◆ **DOCUMENT EXCERPT**:
Holders of Series B Preferred Stock will be entitled to convert shares of Series B Preferred Stock into a number of shares of common stock determined by dividing the Stated Value (plus any accrued but unpaid dividends and other amounts due) by the conversion price. The initial conversion price is $3.50, subject to adjustment in the event of a subdivision or combination of the Company’s common stock, the Company’s issuance or sale or securities that are convertible or exchangeable into shares of common stock at a price which varies or may vary with the market price of the common stock, or the Company issues or sells common stock at a price lower than the then-effective conversion price. Holders may not convert the Series B Preferred Stock to common stock to the extent such conversion would cause such holder’s beneficial ownership of common stock to exceed 4.99% (or, at the option of the Investor 9.99%) of the outstanding common stock. In addition, the Company will not issue shares of common stock upon conversion of the Series B Preferred Stock in an amount exceeding 19.9% of the outstanding common stock as of the initial date issuance of Series B Preferred Stock (the “Initial Issuance Date”) unless the Company receives shareholder approval for such issuances. Based on the foregoing, the maximum number of shares of common stock issuable upon conversion of the Series B Preferred Stock to be issued pursuant to the Purchase Agreement, assuming the option to purchase the additional 110 shares of Series B Preferred Stock is exercised, is 1,142,342 shares, after taking into account the shares of common stock issued upon conversion of 40 of the 220 shares of Series B Preferred Stock issued in September 2023.

◆ **GIVEN INSTRUCTION**:
According to the excerpt on Series B Preferred Stock, what is the initial conversion price? The records are not needed for this.

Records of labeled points
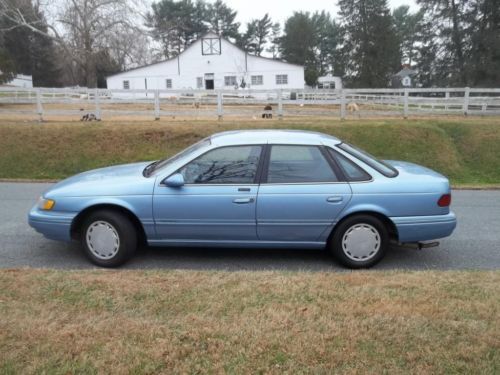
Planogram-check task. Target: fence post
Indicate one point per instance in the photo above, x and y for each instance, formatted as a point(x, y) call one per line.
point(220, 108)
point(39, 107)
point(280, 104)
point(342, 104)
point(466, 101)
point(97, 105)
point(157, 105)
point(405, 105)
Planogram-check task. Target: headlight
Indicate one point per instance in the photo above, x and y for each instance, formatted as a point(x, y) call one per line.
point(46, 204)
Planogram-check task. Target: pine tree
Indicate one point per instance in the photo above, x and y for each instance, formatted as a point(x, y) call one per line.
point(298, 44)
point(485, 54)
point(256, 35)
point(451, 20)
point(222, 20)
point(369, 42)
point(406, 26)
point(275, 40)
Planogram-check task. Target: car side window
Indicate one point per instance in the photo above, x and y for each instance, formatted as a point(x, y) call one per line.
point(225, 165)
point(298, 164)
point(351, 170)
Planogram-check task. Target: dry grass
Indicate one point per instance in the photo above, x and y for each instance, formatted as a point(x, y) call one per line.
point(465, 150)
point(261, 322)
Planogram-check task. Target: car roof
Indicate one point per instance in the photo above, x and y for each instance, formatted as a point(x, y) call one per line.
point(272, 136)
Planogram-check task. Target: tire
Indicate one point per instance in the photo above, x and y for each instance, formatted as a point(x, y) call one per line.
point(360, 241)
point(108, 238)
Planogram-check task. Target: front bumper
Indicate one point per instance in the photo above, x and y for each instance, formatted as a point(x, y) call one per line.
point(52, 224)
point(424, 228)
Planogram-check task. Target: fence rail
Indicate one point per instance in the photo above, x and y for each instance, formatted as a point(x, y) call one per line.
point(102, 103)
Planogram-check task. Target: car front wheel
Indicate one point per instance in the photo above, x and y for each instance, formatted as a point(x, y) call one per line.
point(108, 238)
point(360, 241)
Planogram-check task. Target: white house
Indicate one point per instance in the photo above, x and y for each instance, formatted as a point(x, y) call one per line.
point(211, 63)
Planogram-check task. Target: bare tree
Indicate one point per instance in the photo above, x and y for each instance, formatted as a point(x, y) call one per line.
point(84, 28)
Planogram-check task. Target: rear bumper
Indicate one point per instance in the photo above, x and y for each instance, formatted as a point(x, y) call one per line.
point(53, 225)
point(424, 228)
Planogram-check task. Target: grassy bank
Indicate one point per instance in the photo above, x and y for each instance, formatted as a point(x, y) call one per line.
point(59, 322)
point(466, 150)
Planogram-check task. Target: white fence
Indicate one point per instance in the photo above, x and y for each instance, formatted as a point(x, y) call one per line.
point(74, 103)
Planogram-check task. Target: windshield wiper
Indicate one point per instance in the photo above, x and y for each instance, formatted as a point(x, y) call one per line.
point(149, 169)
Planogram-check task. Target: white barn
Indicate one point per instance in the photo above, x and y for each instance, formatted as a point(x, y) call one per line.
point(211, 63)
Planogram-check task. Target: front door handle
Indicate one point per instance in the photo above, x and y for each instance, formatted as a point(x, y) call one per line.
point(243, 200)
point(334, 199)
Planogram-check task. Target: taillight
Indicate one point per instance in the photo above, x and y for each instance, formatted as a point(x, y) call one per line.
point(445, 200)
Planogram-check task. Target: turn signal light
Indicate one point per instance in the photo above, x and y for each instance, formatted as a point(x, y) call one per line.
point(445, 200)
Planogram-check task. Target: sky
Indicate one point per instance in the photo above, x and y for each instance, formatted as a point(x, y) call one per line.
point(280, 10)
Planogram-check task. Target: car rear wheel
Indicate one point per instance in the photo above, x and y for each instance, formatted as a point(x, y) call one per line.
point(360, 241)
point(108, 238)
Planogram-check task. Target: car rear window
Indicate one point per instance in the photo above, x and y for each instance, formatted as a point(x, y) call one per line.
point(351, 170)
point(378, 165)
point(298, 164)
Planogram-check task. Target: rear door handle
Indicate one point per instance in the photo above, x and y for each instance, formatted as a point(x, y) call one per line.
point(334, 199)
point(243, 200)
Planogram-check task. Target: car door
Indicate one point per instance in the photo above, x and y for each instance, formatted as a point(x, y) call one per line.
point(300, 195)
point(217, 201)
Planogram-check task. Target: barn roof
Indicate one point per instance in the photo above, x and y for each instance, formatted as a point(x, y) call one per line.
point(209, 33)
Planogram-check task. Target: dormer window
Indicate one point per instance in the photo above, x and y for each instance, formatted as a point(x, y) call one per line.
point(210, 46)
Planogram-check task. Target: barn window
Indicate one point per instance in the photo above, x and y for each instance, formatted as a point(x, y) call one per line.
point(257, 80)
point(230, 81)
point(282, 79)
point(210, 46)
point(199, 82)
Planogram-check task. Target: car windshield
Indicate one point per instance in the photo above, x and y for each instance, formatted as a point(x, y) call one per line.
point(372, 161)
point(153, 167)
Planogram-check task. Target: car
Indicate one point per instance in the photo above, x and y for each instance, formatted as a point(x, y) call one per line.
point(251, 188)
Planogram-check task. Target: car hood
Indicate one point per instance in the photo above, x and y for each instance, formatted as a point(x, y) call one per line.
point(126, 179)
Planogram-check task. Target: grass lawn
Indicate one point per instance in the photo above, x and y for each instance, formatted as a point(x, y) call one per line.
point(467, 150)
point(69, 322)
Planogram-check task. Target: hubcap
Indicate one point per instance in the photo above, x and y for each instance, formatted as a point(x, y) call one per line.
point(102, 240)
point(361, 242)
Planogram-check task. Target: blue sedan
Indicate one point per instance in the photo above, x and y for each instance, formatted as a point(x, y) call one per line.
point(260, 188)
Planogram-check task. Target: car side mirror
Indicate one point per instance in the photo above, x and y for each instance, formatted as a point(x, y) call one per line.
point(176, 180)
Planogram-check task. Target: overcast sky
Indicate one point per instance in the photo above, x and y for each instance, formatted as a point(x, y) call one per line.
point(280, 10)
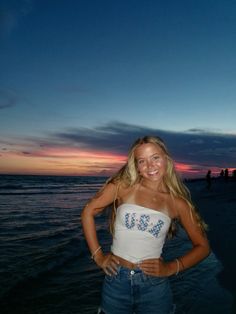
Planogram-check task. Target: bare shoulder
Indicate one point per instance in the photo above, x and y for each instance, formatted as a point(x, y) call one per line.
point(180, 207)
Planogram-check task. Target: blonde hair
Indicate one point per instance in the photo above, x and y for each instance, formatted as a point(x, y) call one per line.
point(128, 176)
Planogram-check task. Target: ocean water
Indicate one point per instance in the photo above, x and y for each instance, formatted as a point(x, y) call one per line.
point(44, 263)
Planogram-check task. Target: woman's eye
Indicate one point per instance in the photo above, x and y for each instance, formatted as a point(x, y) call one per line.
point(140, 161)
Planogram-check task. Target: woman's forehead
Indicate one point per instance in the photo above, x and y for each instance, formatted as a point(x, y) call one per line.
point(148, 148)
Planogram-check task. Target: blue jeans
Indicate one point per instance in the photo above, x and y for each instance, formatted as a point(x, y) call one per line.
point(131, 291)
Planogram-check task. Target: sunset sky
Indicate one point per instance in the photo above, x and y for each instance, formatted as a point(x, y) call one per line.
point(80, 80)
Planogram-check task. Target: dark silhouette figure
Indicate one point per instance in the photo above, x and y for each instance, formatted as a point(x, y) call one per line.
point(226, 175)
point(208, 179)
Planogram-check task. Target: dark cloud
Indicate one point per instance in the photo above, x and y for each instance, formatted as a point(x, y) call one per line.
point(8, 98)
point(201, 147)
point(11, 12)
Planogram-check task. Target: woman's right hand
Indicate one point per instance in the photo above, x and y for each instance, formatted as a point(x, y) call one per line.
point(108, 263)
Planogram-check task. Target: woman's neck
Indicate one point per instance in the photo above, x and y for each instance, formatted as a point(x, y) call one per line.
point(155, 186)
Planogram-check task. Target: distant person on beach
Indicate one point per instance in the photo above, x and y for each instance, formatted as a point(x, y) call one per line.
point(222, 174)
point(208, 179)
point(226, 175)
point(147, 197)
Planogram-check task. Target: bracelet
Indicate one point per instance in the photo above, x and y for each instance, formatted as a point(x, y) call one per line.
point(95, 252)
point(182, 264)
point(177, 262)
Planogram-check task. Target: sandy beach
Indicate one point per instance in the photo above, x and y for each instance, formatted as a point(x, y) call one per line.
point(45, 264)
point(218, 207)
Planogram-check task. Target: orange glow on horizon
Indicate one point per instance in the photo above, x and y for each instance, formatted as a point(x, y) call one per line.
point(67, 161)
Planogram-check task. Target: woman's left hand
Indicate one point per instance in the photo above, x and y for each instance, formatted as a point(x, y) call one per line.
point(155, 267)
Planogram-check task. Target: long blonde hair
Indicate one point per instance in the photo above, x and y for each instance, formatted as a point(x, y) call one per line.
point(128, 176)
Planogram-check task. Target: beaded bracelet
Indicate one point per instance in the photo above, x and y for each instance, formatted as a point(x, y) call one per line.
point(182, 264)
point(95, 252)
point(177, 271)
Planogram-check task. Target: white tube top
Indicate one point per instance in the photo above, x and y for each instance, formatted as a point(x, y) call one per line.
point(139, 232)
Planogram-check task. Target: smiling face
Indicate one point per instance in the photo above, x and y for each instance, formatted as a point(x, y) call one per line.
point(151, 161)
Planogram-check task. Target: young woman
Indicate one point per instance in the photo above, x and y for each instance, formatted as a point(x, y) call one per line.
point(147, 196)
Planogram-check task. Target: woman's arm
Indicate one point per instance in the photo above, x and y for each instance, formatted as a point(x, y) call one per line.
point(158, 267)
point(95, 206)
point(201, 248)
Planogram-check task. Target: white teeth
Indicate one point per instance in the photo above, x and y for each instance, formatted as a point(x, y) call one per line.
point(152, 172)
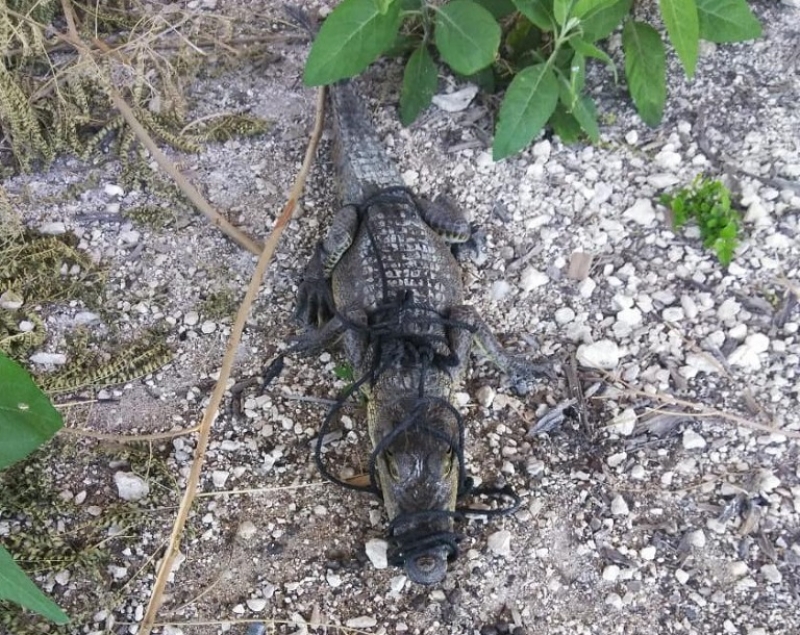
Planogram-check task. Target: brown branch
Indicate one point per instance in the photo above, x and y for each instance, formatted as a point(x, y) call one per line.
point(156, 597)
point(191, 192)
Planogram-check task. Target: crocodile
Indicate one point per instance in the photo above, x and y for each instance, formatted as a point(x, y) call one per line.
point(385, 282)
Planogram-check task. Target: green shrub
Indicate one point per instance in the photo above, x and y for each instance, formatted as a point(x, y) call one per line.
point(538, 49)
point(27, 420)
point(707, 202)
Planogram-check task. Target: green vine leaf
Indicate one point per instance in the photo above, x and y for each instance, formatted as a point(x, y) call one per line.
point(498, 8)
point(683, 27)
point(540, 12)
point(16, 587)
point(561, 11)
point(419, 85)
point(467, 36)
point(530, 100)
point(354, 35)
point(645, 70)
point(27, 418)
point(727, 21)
==
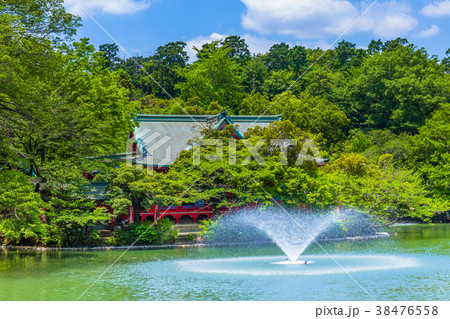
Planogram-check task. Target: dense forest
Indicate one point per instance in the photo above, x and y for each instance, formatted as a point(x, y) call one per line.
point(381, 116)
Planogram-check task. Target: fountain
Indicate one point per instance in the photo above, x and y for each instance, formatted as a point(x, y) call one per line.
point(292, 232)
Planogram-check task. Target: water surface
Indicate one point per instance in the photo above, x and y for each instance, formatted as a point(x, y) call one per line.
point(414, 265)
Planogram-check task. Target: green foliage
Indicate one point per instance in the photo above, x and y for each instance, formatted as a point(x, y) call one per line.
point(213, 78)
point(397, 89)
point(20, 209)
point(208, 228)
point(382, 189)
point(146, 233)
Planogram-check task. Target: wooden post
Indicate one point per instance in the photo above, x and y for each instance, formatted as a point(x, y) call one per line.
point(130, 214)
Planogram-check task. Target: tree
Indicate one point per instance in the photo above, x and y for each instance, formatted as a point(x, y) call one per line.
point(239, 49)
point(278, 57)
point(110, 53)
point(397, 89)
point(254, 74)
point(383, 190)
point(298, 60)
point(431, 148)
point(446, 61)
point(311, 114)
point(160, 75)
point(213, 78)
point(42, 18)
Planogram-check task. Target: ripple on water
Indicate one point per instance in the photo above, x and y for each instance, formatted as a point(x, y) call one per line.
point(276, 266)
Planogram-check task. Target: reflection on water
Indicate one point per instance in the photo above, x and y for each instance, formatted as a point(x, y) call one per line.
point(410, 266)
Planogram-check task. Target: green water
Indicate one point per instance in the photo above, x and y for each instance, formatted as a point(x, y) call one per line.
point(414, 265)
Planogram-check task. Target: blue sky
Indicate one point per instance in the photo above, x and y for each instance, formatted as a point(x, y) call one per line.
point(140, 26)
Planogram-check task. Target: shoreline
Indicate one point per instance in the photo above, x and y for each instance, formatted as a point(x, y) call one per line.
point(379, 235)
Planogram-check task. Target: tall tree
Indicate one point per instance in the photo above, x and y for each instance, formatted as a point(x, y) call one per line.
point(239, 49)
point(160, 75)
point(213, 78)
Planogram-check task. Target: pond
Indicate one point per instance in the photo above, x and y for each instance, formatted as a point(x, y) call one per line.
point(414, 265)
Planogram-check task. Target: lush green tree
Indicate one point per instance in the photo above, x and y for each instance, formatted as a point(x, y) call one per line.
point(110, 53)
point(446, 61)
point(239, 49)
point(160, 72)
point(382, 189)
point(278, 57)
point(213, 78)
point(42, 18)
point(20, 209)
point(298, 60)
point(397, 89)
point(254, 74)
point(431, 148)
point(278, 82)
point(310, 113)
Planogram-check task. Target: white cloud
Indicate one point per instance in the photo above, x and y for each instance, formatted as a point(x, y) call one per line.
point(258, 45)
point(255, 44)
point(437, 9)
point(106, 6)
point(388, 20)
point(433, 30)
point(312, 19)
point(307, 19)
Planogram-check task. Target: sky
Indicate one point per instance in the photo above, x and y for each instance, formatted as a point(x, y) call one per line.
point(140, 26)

◆ **THE OUTPUT**:
$3.50